++++ MATERIAL PROVIDED ++++

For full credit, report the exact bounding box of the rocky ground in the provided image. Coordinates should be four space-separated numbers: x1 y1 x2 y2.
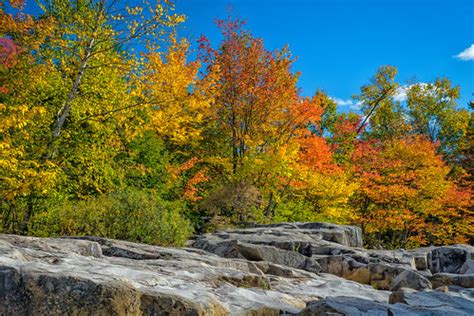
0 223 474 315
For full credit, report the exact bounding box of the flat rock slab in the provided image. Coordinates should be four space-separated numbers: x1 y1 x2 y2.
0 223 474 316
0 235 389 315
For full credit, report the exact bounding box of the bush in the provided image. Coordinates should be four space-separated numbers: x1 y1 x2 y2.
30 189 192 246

++++
++++ MATERIAL PROVIDED ++++

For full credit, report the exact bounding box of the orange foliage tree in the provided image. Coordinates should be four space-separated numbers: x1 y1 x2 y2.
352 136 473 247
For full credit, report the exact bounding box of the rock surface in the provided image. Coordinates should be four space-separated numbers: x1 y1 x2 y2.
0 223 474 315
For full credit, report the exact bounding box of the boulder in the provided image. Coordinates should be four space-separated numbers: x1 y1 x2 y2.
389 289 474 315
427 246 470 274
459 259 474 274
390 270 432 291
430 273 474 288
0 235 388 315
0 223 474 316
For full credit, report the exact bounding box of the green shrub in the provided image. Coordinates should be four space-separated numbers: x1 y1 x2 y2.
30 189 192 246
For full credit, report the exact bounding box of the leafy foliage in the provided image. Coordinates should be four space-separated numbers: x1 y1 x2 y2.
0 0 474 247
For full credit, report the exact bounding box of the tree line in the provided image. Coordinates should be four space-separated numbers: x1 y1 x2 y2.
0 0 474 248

++++

-- SET EXERCISE --
Put the lines of the entries into a numbered list, omitting blank lines, starting with the line that contains "For full credit, report the exact bounding box of the leafy" and continuing through the line that contains "0 0 474 248". Include both of those lines and no others.

-- FULL ANSWER --
1. For full credit, report the exact bounding box of the leafy foliage in the provided image. Coordinates should be four space-separated numbers: x1 y1 x2 y2.
2. 0 0 474 247
3. For full credit, report the exact bounding box of the tree line in the provided image. Coordinates should be four space-separated numbers: x1 y1 x2 y2.
4. 0 0 474 248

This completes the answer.